=== Short problem ===
Copy the listing from the line with "point: the tree" through its final line, changing "cloudy" to "overcast" and keeping everything else the same. Leave the pictures out of your answer.

-------- Input material

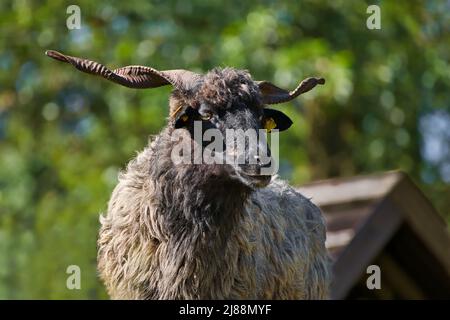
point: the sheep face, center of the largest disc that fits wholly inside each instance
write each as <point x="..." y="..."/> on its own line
<point x="223" y="99"/>
<point x="230" y="102"/>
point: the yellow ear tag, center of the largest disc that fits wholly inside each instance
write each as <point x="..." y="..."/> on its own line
<point x="269" y="124"/>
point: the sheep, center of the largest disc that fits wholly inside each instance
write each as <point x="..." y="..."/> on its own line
<point x="208" y="231"/>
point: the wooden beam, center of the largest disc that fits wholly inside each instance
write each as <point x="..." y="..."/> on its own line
<point x="345" y="190"/>
<point x="424" y="220"/>
<point x="368" y="242"/>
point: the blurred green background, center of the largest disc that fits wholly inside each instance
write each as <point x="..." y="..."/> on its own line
<point x="65" y="135"/>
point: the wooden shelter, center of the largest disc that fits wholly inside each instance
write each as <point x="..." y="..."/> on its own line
<point x="383" y="220"/>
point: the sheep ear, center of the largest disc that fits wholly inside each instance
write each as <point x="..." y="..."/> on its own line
<point x="184" y="117"/>
<point x="274" y="119"/>
<point x="272" y="94"/>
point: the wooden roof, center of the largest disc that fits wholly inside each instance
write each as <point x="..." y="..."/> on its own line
<point x="365" y="215"/>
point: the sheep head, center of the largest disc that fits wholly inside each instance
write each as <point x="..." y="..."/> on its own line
<point x="222" y="99"/>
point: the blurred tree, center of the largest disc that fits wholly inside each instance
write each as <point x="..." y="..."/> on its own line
<point x="64" y="135"/>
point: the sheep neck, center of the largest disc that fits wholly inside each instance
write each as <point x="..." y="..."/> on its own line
<point x="199" y="207"/>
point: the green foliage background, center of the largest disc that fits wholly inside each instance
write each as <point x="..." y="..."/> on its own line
<point x="65" y="135"/>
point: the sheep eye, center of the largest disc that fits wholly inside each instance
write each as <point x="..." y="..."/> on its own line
<point x="206" y="117"/>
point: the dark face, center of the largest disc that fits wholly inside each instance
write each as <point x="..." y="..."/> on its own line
<point x="228" y="102"/>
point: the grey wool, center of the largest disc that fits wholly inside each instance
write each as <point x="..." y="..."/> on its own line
<point x="195" y="232"/>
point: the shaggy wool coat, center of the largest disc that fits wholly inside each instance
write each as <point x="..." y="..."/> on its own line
<point x="191" y="233"/>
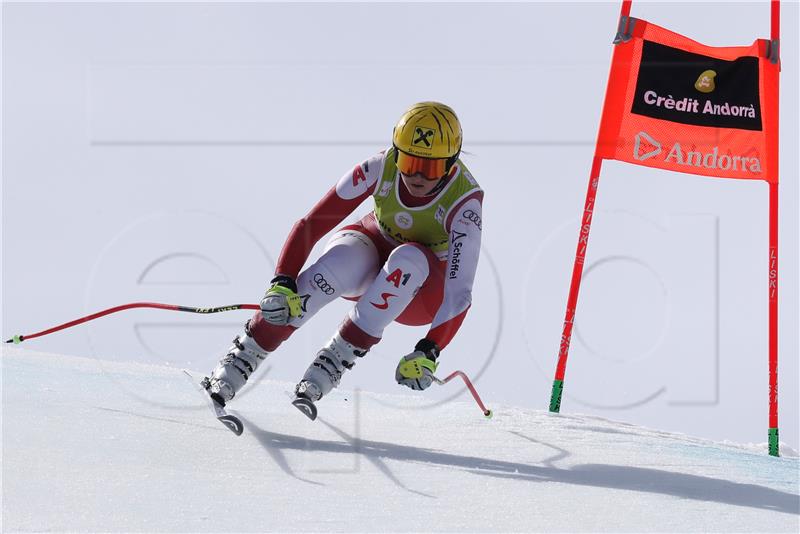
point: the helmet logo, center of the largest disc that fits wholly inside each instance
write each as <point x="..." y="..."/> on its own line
<point x="421" y="136"/>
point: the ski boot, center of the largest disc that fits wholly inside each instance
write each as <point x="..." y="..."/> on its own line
<point x="325" y="373"/>
<point x="235" y="368"/>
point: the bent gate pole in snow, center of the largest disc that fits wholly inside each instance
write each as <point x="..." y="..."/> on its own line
<point x="750" y="132"/>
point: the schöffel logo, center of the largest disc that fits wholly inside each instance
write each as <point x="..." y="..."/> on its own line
<point x="645" y="147"/>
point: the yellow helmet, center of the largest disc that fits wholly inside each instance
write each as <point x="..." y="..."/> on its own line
<point x="427" y="131"/>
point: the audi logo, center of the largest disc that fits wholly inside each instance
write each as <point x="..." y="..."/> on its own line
<point x="474" y="217"/>
<point x="323" y="284"/>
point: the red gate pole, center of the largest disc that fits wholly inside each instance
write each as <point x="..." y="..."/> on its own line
<point x="773" y="319"/>
<point x="575" y="285"/>
<point x="773" y="443"/>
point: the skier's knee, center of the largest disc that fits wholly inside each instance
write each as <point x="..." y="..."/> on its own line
<point x="409" y="264"/>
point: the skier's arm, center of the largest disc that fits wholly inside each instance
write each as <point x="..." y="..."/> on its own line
<point x="462" y="262"/>
<point x="351" y="190"/>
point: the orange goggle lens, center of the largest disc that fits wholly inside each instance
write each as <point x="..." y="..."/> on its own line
<point x="432" y="169"/>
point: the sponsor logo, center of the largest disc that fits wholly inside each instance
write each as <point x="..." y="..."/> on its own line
<point x="455" y="256"/>
<point x="358" y="176"/>
<point x="439" y="216"/>
<point x="403" y="220"/>
<point x="469" y="177"/>
<point x="705" y="82"/>
<point x="473" y="217"/>
<point x="385" y="304"/>
<point x="679" y="155"/>
<point x="664" y="88"/>
<point x="323" y="284"/>
<point x="423" y="137"/>
<point x="645" y="147"/>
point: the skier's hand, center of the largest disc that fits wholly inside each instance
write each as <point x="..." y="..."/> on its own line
<point x="416" y="370"/>
<point x="281" y="304"/>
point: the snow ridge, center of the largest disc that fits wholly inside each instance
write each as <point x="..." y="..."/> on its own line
<point x="108" y="446"/>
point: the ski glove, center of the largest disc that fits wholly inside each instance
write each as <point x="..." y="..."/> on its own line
<point x="281" y="303"/>
<point x="416" y="370"/>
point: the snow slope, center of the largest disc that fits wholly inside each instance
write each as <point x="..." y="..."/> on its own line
<point x="102" y="446"/>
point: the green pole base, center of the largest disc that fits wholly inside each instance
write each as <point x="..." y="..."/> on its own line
<point x="555" y="396"/>
<point x="774" y="448"/>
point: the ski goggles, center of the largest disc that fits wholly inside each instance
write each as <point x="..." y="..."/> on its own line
<point x="431" y="169"/>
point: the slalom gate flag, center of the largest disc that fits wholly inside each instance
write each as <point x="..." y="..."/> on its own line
<point x="675" y="104"/>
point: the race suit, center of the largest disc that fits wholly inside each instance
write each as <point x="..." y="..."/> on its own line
<point x="412" y="259"/>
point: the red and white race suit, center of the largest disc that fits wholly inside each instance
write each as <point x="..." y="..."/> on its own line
<point x="375" y="264"/>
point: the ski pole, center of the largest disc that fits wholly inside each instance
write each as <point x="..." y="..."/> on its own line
<point x="172" y="307"/>
<point x="486" y="412"/>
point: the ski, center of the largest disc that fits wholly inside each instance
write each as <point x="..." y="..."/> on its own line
<point x="306" y="406"/>
<point x="231" y="422"/>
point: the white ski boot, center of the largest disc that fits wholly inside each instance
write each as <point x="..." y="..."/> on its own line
<point x="235" y="368"/>
<point x="325" y="373"/>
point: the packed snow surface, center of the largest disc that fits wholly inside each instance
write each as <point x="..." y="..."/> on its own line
<point x="91" y="445"/>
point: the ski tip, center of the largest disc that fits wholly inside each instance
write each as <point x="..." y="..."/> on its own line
<point x="233" y="424"/>
<point x="305" y="406"/>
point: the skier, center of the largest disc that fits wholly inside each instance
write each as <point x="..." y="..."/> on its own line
<point x="411" y="260"/>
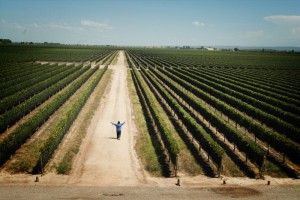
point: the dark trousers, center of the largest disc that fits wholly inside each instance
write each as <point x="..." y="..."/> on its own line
<point x="118" y="134"/>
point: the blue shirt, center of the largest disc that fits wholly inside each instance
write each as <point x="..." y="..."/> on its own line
<point x="119" y="126"/>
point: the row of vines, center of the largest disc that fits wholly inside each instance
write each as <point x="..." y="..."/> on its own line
<point x="235" y="107"/>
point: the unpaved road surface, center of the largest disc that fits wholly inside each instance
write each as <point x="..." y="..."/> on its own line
<point x="104" y="160"/>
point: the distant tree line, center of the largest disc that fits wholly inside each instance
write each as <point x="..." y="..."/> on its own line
<point x="5" y="41"/>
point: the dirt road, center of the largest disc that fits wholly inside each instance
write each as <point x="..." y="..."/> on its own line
<point x="104" y="160"/>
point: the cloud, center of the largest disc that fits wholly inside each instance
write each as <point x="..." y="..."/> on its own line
<point x="198" y="24"/>
<point x="283" y="19"/>
<point x="95" y="25"/>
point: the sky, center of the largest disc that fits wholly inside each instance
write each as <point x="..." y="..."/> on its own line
<point x="153" y="22"/>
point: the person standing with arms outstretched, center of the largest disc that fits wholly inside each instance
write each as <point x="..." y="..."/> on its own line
<point x="118" y="129"/>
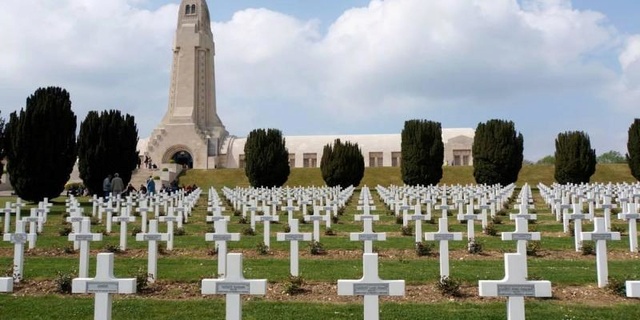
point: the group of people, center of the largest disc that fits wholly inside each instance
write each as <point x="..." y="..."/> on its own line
<point x="115" y="185"/>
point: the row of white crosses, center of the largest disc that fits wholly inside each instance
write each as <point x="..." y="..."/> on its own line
<point x="598" y="196"/>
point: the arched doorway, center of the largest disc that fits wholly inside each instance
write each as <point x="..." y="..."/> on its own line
<point x="183" y="158"/>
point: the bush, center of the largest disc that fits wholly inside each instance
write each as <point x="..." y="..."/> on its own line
<point x="407" y="231"/>
<point x="491" y="230"/>
<point x="65" y="231"/>
<point x="64" y="281"/>
<point x="449" y="287"/>
<point x="424" y="248"/>
<point x="474" y="246"/>
<point x="588" y="248"/>
<point x="533" y="247"/>
<point x="329" y="232"/>
<point x="617" y="286"/>
<point x="294" y="285"/>
<point x="262" y="248"/>
<point x="316" y="248"/>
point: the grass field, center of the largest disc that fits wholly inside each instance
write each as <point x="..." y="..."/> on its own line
<point x="176" y="294"/>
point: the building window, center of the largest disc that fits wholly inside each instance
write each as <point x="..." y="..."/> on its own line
<point x="461" y="157"/>
<point x="396" y="159"/>
<point x="375" y="159"/>
<point x="310" y="160"/>
<point x="190" y="9"/>
<point x="241" y="161"/>
<point x="292" y="160"/>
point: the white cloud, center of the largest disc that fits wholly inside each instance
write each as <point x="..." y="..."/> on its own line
<point x="384" y="63"/>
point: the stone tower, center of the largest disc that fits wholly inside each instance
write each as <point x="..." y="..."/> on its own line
<point x="191" y="128"/>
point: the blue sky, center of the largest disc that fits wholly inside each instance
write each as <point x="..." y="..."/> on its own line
<point x="345" y="66"/>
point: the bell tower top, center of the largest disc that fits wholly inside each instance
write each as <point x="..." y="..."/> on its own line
<point x="195" y="12"/>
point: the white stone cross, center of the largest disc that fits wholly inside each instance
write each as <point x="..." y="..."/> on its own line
<point x="153" y="236"/>
<point x="633" y="289"/>
<point x="418" y="217"/>
<point x="443" y="236"/>
<point x="367" y="235"/>
<point x="8" y="210"/>
<point x="124" y="219"/>
<point x="577" y="216"/>
<point x="169" y="219"/>
<point x="6" y="284"/>
<point x="289" y="208"/>
<point x="515" y="286"/>
<point x="632" y="216"/>
<point x="316" y="218"/>
<point x="33" y="220"/>
<point x="371" y="287"/>
<point x="84" y="236"/>
<point x="221" y="236"/>
<point x="293" y="236"/>
<point x="19" y="238"/>
<point x="266" y="219"/>
<point x="109" y="210"/>
<point x="470" y="217"/>
<point x="233" y="285"/>
<point x="600" y="235"/>
<point x="103" y="285"/>
<point x="144" y="210"/>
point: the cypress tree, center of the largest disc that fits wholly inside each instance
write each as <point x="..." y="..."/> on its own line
<point x="633" y="149"/>
<point x="575" y="160"/>
<point x="342" y="164"/>
<point x="42" y="145"/>
<point x="422" y="152"/>
<point x="267" y="158"/>
<point x="497" y="152"/>
<point x="106" y="145"/>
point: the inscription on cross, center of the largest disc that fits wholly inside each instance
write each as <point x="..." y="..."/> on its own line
<point x="371" y="287"/>
<point x="233" y="285"/>
<point x="515" y="286"/>
<point x="104" y="285"/>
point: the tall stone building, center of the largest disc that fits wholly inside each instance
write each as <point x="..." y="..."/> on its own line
<point x="191" y="128"/>
<point x="191" y="131"/>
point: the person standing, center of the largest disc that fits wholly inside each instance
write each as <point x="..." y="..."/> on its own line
<point x="106" y="186"/>
<point x="117" y="185"/>
<point x="151" y="185"/>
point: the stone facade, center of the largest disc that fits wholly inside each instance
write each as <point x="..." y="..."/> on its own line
<point x="191" y="125"/>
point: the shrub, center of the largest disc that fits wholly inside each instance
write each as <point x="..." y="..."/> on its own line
<point x="316" y="248"/>
<point x="64" y="281"/>
<point x="135" y="230"/>
<point x="474" y="246"/>
<point x="490" y="229"/>
<point x="449" y="287"/>
<point x="248" y="232"/>
<point x="65" y="231"/>
<point x="294" y="285"/>
<point x="533" y="247"/>
<point x="262" y="248"/>
<point x="617" y="286"/>
<point x="424" y="248"/>
<point x="588" y="248"/>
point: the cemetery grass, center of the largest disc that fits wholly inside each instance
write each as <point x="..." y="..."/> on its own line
<point x="177" y="290"/>
<point x="213" y="308"/>
<point x="385" y="176"/>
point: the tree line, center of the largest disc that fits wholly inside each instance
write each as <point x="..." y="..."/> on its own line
<point x="41" y="148"/>
<point x="497" y="152"/>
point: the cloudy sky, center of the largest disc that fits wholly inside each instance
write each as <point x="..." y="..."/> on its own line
<point x="345" y="66"/>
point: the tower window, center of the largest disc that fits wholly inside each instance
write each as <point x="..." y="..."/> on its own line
<point x="190" y="9"/>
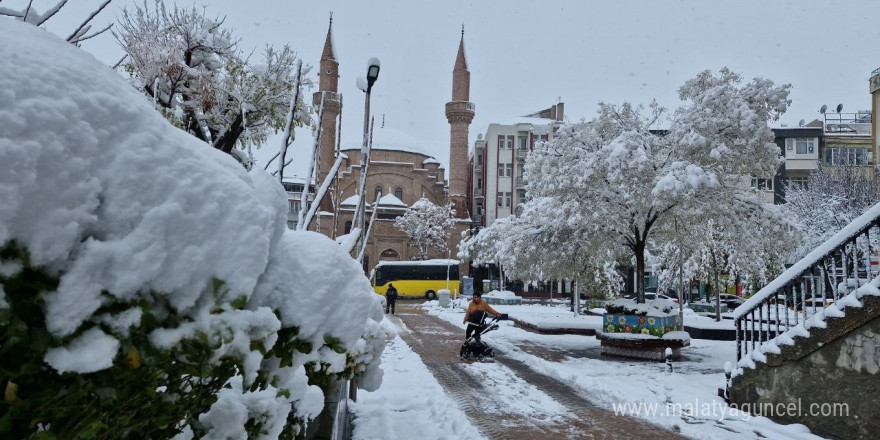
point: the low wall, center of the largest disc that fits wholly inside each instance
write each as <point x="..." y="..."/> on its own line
<point x="828" y="381"/>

----------------

=== Completed exercise ===
point: the tree line, center of the largest disc that fits wholly inside each instance
write each as <point x="..." y="..."/> on its own line
<point x="41" y="148"/>
<point x="497" y="152"/>
point: the overcast sky, center of the largest disc that fits wholly inside each instance
write each as <point x="..." y="..."/> on its own line
<point x="345" y="66"/>
point: the tower window, center of the largest disc that fits wholly inside each instance
write each as <point x="..." y="..."/> on its own line
<point x="190" y="9"/>
point: the low wall, center of the largest disc that fits wholly inside each instance
write each as <point x="..." y="..."/> on its own line
<point x="828" y="381"/>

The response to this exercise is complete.